■ What you will do ■
In the part of the records below that opens with the line containing "Question: For every instance of the front passenger" and closes with the line containing "[(95, 121)]", replace "front passenger door" with "right-side door". Reproduce only those lines, with nothing else changed.

■ Raw data ■
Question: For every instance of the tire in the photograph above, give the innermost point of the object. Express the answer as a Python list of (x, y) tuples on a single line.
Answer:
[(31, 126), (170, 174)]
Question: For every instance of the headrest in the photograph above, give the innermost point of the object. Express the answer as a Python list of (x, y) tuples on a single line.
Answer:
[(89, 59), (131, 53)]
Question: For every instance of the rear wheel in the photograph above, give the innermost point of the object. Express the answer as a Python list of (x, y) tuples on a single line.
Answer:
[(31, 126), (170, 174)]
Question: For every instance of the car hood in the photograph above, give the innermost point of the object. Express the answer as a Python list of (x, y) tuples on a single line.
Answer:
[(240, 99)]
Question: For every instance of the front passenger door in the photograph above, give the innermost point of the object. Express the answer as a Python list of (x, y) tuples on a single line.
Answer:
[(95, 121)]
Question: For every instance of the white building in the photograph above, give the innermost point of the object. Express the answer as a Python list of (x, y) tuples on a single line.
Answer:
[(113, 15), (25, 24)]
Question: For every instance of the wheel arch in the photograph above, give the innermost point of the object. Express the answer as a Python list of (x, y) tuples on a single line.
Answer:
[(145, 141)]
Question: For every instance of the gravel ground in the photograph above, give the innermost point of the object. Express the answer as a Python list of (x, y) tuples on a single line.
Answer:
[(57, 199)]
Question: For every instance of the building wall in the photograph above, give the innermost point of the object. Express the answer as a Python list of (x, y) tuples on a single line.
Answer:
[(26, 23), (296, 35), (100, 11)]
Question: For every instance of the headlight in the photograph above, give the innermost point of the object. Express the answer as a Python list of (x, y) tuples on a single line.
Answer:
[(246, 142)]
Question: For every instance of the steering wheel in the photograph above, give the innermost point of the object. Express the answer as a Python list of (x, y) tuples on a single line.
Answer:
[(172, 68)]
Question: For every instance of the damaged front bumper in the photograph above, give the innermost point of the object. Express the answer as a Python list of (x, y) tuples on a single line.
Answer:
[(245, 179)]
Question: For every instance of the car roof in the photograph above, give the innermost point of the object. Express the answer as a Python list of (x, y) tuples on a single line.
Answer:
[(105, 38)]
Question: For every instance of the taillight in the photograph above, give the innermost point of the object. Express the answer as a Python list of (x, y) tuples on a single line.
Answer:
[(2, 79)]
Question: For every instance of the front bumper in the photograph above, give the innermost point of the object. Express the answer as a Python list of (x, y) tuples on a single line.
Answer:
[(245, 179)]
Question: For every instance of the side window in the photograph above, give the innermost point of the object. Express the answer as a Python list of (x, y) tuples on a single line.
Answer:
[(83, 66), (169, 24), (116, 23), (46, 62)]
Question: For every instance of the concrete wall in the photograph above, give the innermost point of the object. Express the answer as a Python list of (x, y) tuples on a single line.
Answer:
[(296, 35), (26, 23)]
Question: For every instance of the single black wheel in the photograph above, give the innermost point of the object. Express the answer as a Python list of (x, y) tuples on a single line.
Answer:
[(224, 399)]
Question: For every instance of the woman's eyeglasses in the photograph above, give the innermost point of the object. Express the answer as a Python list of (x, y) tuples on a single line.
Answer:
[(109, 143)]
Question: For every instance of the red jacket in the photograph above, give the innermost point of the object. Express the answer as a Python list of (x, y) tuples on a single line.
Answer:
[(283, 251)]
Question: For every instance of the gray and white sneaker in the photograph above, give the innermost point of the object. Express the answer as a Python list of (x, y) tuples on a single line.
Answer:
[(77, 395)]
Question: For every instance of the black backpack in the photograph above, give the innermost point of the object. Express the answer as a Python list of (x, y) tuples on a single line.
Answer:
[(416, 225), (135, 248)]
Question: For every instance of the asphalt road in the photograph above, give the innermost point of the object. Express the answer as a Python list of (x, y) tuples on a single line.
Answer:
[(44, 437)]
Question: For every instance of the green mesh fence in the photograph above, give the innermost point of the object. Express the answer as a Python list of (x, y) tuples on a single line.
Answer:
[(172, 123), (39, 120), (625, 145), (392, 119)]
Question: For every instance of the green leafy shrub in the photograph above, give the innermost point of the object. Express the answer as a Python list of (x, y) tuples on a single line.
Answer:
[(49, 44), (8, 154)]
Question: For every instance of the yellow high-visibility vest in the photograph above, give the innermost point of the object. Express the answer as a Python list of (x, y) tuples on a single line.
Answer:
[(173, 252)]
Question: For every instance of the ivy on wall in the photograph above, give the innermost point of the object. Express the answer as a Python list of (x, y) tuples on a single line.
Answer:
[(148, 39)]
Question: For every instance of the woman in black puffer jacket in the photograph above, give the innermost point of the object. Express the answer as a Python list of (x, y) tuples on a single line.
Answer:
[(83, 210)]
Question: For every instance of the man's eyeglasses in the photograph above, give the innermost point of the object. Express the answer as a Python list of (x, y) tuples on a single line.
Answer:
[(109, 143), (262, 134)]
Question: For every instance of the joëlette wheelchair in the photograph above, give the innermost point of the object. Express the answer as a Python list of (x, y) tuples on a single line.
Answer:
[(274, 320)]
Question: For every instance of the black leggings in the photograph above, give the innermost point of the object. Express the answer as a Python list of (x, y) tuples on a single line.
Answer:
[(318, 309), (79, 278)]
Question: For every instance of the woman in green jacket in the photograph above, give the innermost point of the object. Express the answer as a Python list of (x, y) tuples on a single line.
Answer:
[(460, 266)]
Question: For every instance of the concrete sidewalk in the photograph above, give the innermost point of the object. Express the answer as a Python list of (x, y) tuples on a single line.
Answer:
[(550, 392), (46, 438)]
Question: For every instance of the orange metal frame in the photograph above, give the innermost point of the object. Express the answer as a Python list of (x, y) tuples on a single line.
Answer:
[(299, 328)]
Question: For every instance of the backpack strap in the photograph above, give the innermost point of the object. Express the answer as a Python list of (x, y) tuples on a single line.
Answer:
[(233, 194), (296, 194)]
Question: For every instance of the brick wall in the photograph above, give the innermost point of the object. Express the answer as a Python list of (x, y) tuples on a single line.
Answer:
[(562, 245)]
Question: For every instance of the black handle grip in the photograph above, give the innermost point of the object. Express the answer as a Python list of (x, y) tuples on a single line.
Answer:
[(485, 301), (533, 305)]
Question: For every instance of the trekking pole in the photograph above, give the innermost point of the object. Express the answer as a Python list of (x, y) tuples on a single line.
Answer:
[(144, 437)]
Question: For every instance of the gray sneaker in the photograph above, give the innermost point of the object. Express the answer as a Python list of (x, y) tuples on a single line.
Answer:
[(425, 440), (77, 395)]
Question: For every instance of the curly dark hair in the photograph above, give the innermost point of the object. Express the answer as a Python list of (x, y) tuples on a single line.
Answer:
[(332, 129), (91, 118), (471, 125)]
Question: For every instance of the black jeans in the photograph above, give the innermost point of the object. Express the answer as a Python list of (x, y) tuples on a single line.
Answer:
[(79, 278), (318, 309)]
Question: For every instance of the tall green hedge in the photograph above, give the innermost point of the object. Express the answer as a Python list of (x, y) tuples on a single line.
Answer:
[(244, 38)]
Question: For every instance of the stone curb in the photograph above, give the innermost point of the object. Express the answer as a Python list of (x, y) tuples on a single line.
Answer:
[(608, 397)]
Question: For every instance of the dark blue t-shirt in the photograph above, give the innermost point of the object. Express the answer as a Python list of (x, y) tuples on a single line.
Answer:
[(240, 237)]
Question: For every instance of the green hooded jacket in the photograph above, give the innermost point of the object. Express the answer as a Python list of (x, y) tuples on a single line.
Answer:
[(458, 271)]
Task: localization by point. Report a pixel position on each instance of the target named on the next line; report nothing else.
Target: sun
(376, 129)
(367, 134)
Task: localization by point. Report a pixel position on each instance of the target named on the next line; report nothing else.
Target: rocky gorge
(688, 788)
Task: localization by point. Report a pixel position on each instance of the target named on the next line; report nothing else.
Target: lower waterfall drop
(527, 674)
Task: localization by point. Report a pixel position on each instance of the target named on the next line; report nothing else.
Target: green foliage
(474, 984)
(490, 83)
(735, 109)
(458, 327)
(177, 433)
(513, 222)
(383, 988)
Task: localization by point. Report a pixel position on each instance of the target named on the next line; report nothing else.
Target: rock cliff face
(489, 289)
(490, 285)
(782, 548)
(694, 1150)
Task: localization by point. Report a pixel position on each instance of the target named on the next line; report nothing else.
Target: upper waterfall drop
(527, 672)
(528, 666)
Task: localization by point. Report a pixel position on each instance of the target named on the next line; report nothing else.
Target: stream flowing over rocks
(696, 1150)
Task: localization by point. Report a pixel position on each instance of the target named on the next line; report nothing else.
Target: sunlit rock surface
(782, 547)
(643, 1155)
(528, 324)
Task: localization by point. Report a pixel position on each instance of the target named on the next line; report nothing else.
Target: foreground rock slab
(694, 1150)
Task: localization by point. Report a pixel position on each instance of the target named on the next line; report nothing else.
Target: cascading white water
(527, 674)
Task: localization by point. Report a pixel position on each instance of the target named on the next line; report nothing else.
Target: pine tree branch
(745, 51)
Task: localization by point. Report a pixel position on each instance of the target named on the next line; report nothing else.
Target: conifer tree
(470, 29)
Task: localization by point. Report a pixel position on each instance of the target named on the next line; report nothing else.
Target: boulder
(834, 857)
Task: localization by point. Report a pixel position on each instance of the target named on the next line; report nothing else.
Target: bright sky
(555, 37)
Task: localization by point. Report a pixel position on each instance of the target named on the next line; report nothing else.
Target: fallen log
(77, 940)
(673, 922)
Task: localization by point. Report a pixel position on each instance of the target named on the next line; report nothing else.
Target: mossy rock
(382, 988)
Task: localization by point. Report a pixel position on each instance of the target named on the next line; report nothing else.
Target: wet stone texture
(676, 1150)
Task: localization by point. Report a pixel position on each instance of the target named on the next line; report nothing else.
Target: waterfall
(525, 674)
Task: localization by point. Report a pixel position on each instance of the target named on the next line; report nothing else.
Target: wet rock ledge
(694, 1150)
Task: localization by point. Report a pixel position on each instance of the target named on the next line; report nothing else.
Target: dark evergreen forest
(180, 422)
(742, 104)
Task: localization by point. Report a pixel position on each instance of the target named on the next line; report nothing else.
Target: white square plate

■ Written answer ■
Question: For every instance of the right-side door in the photograph above, give the innermost point of the object. Express the answer as a Python list of (x, y) tuples on a single line.
Answer:
[(95, 121)]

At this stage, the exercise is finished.